### TEXT PASSAGE ###

On Monday, researchers from Microsoft introduced Kosmos-1, a multimodal AI model that can reportedly analyze images for content, solve visual puzzles, perform visual text recognition, pass visual IQ tests, and understand natural language instructions. The researchers believe multimodal AI—which integrates different modes of input such as text, audio, images, and video—is a key step to building artificial general intelligence (AGI) that can perform general tasks at the level of a human.
“Being a basic part of intelligence, multimodal perception is a necessity to achieve artificial general intelligence, in terms of knowledge acquisition and grounding to the real world,” the researchers write in their academic paper, “Language Is Not All You Need: Aligning Perception with Language Models.”
Visual examples from the Kosmos-1 paper show the model analyzing images and answering questions about them, reading text from an image, writing captions for images, and taking a visual IQ test with 22–26 percent accuracy (more on that below).

###

EXERCISES TO COMPLETE ::
1 > Transcribe the Kosmos-1 article between "On Monday, researchers" and "of a human.", inclusive.
2 > List the modes of input that, according to the Kosmos-1 article, multimodal AI integrates.
3 > In the Kosmos-1 article, what accuracy did the model achieve on the visual IQ test?

### GIVEN RECORDS ###

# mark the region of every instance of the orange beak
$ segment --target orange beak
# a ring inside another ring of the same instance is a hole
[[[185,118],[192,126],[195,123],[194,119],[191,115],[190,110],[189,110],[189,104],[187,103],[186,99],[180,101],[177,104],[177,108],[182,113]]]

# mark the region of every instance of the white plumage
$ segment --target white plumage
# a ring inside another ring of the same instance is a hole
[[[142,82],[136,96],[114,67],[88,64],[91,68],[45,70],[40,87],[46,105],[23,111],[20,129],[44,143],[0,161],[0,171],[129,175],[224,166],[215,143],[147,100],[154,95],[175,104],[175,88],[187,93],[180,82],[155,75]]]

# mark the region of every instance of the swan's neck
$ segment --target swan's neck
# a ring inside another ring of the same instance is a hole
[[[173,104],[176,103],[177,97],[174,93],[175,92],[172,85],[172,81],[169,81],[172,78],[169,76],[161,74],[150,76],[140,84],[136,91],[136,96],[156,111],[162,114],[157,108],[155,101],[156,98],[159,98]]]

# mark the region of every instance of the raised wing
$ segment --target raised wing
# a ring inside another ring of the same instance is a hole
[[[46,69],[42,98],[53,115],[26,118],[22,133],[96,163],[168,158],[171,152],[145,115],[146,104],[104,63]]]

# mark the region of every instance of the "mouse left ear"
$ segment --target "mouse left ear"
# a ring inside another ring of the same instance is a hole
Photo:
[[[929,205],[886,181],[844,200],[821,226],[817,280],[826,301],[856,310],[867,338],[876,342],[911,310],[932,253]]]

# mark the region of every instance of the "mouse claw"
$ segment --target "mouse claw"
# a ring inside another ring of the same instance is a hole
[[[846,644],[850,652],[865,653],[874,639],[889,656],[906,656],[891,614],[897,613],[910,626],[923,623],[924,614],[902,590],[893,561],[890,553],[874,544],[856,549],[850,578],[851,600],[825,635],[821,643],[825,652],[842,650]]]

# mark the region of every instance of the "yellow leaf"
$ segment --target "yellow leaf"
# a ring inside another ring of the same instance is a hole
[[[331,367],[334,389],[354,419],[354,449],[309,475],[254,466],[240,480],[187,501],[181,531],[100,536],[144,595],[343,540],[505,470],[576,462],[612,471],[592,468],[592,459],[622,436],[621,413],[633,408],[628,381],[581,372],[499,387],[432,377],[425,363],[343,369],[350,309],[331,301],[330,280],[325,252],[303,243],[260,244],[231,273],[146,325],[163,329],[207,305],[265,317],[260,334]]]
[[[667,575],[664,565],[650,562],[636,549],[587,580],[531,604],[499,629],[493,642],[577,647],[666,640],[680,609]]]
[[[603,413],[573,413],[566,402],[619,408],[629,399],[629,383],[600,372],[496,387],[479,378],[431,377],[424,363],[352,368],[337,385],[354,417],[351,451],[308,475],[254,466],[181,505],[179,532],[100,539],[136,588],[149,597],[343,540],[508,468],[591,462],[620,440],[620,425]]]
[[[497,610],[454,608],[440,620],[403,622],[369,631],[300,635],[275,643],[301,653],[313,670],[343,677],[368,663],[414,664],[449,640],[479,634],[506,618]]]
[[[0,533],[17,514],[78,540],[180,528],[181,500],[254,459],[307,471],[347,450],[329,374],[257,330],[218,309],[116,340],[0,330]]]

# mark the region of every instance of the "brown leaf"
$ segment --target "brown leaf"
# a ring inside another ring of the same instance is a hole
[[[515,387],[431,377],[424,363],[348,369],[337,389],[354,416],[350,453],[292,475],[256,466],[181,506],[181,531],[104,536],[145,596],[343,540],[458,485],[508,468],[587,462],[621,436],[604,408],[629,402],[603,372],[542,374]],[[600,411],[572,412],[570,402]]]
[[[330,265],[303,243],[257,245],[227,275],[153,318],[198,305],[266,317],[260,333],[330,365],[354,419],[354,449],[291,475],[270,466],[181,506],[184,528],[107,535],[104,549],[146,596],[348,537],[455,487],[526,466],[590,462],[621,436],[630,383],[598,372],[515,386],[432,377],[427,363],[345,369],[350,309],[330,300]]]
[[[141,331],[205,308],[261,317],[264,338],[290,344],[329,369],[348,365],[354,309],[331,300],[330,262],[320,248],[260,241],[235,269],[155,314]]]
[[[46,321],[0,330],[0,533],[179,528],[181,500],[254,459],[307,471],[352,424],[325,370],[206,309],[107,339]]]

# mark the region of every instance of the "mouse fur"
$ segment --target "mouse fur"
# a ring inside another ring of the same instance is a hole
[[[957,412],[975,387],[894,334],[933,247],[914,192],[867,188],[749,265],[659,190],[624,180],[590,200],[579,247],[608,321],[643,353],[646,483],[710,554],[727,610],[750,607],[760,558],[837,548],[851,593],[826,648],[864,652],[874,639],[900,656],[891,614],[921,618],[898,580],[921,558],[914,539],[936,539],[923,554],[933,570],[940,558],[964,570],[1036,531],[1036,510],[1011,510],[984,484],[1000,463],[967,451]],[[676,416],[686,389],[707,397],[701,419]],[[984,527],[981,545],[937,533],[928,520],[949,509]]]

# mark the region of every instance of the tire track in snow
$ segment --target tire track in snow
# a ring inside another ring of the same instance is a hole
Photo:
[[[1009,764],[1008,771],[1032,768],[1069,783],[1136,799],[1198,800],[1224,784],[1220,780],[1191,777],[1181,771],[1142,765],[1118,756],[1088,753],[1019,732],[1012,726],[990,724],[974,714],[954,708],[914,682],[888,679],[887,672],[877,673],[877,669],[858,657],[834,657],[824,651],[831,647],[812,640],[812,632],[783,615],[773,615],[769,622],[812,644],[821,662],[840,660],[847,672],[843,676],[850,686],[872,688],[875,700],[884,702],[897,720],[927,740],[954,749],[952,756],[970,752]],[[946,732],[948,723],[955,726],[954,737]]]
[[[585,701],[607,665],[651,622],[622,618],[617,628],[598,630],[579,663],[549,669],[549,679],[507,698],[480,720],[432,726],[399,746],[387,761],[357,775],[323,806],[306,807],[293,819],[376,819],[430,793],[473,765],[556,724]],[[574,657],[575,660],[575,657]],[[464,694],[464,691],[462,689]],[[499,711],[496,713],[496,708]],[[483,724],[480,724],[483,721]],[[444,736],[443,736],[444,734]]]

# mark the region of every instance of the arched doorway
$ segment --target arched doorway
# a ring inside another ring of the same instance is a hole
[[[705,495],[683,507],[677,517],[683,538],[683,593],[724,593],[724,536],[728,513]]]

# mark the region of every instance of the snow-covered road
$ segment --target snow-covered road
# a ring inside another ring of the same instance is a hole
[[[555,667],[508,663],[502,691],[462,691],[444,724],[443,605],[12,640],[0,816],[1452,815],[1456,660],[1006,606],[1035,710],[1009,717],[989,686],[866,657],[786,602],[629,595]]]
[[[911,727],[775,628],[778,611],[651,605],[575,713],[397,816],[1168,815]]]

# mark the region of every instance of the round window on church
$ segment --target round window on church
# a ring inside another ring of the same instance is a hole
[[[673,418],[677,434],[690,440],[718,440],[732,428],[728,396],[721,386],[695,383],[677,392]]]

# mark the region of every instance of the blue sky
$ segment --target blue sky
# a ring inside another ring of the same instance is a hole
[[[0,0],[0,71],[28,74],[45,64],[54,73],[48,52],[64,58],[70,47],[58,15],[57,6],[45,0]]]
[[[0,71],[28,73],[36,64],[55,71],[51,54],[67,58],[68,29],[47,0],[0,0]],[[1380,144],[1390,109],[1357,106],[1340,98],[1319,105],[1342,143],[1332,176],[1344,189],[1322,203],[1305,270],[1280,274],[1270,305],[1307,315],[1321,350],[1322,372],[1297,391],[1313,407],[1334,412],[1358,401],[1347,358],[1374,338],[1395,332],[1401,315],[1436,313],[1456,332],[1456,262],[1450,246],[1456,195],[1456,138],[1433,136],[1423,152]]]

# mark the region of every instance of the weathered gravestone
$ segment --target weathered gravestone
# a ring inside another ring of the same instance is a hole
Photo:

###

SOLUTIONS TO THE PROBLEMS ::
1 >
On Monday, researchers from Microsoft introduced Kosmos-1, a multimodal AI model that can reportedly analyze images for content, solve visual puzzles, perform visual text recognition, pass visual IQ tests, and understand natural language instructions. The researchers believe multimodal AI—which integrates different modes of input such as text, audio, images, and video—is a key step to building artificial general intelligence (AGI) that can perform general tasks at the level of a human.

2 > Text, audio, images, and video.

3 > 22–26 percent.